* [YOUR INSTRUCTIONS]: Retype precisely the section of the data that starts at the line containing "In this photo, where can the building" and runs to its final line, ends included.
### SOURCE DATA
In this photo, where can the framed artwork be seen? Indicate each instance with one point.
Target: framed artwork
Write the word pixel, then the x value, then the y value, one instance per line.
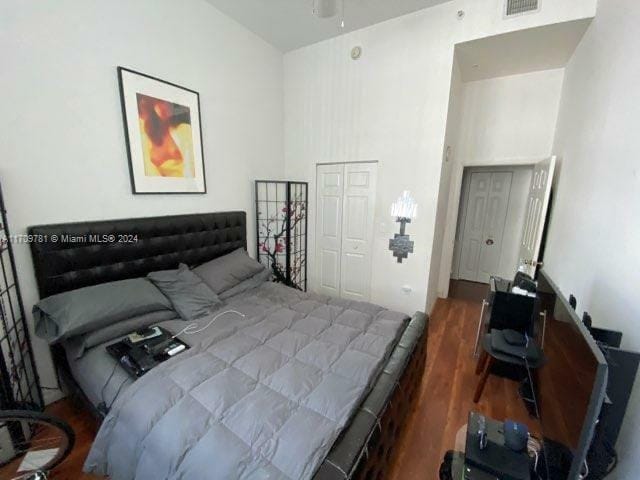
pixel 163 134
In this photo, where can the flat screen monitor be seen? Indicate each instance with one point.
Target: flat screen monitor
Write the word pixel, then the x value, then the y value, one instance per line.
pixel 570 385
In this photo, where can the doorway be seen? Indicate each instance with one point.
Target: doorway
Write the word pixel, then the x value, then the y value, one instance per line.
pixel 345 201
pixel 492 209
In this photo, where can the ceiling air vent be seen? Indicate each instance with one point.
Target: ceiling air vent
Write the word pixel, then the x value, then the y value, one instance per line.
pixel 517 7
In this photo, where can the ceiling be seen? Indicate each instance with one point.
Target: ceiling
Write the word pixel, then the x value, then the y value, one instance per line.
pixel 531 50
pixel 290 24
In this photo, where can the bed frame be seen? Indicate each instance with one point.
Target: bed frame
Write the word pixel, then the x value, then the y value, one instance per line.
pixel 74 255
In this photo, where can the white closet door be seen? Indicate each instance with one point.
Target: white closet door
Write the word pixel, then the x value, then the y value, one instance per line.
pixel 487 204
pixel 474 225
pixel 357 230
pixel 497 205
pixel 329 227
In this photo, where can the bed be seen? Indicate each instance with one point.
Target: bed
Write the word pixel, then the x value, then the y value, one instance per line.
pixel 364 446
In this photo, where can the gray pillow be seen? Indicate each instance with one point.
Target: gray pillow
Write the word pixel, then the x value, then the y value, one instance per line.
pixel 189 295
pixel 225 272
pixel 248 284
pixel 91 308
pixel 76 346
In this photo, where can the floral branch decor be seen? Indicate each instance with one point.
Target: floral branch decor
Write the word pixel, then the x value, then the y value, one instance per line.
pixel 281 241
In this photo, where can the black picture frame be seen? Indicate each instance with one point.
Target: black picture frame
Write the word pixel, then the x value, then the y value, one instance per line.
pixel 127 117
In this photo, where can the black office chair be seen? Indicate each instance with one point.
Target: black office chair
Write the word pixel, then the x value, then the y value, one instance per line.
pixel 495 349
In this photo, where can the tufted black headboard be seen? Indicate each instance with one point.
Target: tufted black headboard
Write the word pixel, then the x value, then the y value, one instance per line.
pixel 73 255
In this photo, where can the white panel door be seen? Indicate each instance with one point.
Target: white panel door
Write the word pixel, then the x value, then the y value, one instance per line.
pixel 474 225
pixel 536 214
pixel 495 218
pixel 486 212
pixel 330 190
pixel 357 230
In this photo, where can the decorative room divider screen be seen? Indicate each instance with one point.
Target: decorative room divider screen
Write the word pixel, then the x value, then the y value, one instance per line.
pixel 19 383
pixel 281 226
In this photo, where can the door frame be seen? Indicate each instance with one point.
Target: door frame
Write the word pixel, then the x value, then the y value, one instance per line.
pixel 453 208
pixel 312 267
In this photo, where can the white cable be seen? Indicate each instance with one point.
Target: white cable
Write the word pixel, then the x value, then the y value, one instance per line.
pixel 188 330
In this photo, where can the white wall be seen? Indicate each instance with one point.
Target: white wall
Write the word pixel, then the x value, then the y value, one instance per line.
pixel 503 121
pixel 63 150
pixel 450 152
pixel 389 106
pixel 593 245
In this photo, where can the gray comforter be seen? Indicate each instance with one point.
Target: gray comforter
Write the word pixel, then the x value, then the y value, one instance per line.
pixel 263 396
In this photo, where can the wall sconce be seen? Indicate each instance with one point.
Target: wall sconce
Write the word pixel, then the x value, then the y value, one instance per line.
pixel 404 209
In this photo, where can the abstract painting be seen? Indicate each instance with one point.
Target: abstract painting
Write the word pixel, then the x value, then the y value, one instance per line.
pixel 163 134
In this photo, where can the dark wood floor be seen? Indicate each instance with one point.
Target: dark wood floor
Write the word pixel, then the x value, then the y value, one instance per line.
pixel 442 406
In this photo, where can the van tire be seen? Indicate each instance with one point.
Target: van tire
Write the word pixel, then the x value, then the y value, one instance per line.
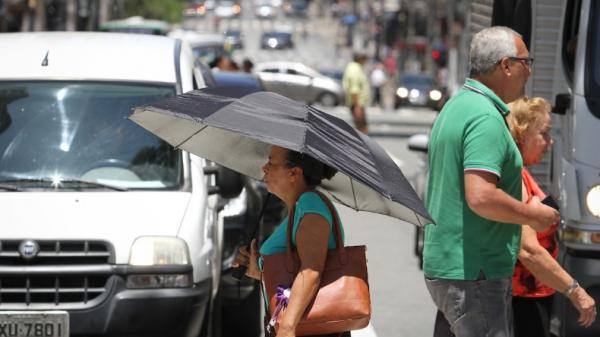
pixel 212 321
pixel 248 316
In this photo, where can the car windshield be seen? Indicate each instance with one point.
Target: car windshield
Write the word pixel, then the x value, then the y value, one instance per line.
pixel 420 81
pixel 79 132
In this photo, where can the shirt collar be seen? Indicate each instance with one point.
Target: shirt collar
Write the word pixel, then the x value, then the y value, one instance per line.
pixel 503 108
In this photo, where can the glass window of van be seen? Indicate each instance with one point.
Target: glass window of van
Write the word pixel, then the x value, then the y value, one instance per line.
pixel 592 69
pixel 80 132
pixel 570 33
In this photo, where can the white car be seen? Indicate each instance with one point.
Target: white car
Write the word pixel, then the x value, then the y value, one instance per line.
pixel 300 82
pixel 106 229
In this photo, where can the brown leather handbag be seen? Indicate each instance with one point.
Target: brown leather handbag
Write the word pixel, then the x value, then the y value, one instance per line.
pixel 342 302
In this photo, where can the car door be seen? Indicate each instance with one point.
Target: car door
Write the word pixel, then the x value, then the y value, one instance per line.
pixel 296 85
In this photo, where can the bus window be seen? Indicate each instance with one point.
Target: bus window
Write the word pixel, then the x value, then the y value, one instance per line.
pixel 592 68
pixel 571 31
pixel 515 14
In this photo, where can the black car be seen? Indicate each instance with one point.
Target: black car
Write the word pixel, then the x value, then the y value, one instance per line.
pixel 276 40
pixel 418 90
pixel 296 8
pixel 234 38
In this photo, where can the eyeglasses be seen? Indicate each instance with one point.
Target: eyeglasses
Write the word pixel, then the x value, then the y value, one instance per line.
pixel 528 61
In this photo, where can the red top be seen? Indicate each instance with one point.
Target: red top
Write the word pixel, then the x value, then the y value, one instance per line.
pixel 524 283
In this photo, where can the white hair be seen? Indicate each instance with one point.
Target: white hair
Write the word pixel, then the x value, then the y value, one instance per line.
pixel 489 46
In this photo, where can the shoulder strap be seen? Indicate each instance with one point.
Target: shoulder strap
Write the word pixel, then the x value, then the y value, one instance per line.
pixel 478 91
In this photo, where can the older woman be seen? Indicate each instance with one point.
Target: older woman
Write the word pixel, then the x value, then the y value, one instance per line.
pixel 293 177
pixel 537 273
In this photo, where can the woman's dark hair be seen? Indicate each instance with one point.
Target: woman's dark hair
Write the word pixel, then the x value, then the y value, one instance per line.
pixel 313 170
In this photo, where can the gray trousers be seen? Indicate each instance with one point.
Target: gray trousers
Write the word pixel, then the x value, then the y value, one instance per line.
pixel 481 308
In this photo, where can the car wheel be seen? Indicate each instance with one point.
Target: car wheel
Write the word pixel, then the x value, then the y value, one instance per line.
pixel 328 99
pixel 247 314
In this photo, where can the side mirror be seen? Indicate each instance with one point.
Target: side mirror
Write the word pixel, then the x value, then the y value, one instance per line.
pixel 562 103
pixel 418 142
pixel 229 184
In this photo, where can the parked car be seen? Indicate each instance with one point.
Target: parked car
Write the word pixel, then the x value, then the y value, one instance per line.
pixel 264 10
pixel 195 9
pixel 116 232
pixel 336 74
pixel 419 90
pixel 205 46
pixel 297 8
pixel 234 38
pixel 228 9
pixel 299 82
pixel 276 40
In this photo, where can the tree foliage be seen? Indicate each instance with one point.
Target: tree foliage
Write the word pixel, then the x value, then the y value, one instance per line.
pixel 166 10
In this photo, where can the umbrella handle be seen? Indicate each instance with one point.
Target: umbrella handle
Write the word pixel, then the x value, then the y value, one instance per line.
pixel 239 272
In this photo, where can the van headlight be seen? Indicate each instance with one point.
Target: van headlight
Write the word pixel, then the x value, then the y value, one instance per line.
pixel 435 95
pixel 402 92
pixel 592 200
pixel 158 250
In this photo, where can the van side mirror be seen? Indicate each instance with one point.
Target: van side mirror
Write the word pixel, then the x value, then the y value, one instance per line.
pixel 229 184
pixel 562 103
pixel 418 142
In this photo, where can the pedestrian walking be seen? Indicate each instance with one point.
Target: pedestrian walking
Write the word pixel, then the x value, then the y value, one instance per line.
pixel 378 79
pixel 537 274
pixel 356 87
pixel 474 192
pixel 293 177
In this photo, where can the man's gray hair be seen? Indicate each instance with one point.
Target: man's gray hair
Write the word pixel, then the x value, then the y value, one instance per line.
pixel 489 46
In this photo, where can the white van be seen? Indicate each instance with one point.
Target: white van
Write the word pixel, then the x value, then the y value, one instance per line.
pixel 104 228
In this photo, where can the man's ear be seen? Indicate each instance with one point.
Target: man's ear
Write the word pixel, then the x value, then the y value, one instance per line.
pixel 505 66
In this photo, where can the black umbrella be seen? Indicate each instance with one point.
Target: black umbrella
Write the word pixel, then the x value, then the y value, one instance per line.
pixel 238 133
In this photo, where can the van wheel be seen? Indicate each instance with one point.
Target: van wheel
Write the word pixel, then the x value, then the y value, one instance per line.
pixel 328 99
pixel 212 323
pixel 247 314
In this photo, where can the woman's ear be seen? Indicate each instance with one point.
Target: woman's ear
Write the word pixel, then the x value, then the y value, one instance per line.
pixel 295 173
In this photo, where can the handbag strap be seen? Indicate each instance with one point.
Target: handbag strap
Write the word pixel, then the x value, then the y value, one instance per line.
pixel 339 245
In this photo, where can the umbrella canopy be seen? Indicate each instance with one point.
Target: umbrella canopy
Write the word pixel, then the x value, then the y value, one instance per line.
pixel 238 133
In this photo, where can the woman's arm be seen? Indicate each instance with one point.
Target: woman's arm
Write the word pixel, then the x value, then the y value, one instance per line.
pixel 546 269
pixel 311 242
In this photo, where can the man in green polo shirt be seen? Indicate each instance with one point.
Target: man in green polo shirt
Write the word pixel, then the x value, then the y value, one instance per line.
pixel 474 192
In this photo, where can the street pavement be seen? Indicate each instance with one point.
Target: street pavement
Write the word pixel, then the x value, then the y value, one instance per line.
pixel 403 122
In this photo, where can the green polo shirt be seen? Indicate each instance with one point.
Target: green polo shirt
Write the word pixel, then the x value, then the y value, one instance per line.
pixel 470 134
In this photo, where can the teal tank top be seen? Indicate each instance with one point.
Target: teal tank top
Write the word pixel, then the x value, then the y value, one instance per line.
pixel 309 202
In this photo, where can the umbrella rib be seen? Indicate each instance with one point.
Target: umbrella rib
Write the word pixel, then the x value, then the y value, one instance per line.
pixel 190 137
pixel 353 194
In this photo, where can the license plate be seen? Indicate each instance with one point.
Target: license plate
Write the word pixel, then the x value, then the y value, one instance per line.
pixel 34 324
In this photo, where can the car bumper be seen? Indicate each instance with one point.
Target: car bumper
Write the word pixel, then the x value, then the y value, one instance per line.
pixel 142 312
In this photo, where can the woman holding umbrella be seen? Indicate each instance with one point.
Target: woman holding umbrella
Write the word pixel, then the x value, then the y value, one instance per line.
pixel 293 177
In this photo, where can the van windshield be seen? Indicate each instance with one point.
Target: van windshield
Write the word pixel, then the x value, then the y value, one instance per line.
pixel 592 64
pixel 80 132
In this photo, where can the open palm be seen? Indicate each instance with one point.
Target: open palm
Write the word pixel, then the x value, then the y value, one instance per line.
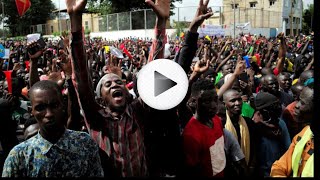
pixel 74 6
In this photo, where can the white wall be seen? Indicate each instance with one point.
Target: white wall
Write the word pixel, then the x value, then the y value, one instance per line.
pixel 115 35
pixel 149 33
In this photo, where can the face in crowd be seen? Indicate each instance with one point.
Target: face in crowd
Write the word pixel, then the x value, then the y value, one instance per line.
pixel 47 106
pixel 113 91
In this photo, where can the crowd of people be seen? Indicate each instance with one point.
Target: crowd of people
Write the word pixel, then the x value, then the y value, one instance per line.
pixel 72 109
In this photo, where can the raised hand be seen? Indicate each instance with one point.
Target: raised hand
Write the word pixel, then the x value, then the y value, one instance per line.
pixel 36 55
pixel 203 12
pixel 74 9
pixel 241 65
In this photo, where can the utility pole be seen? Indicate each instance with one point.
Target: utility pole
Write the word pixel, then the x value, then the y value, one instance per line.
pixel 234 20
pixel 291 18
pixel 60 28
pixel 4 33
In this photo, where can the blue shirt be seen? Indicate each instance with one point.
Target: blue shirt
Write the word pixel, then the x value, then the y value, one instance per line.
pixel 74 155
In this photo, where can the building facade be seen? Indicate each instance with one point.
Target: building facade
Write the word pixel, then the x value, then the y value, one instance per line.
pixel 264 13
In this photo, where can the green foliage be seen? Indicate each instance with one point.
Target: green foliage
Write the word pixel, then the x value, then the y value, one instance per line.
pixel 38 13
pixel 87 31
pixel 307 16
######
* [FINISHED EXERCISE]:
In this photo, where can the building facade be seen? Indicate each instance with one point.
Target: building facade
Write the word pixel, then the x value, then the y value, one instance per line.
pixel 264 13
In this photo, where can the green foliage be seen? Indicate each instance with one point.
Target: green foliage
Write the word pixel, then the x value, then the y value, one instance per line.
pixel 38 13
pixel 87 31
pixel 307 16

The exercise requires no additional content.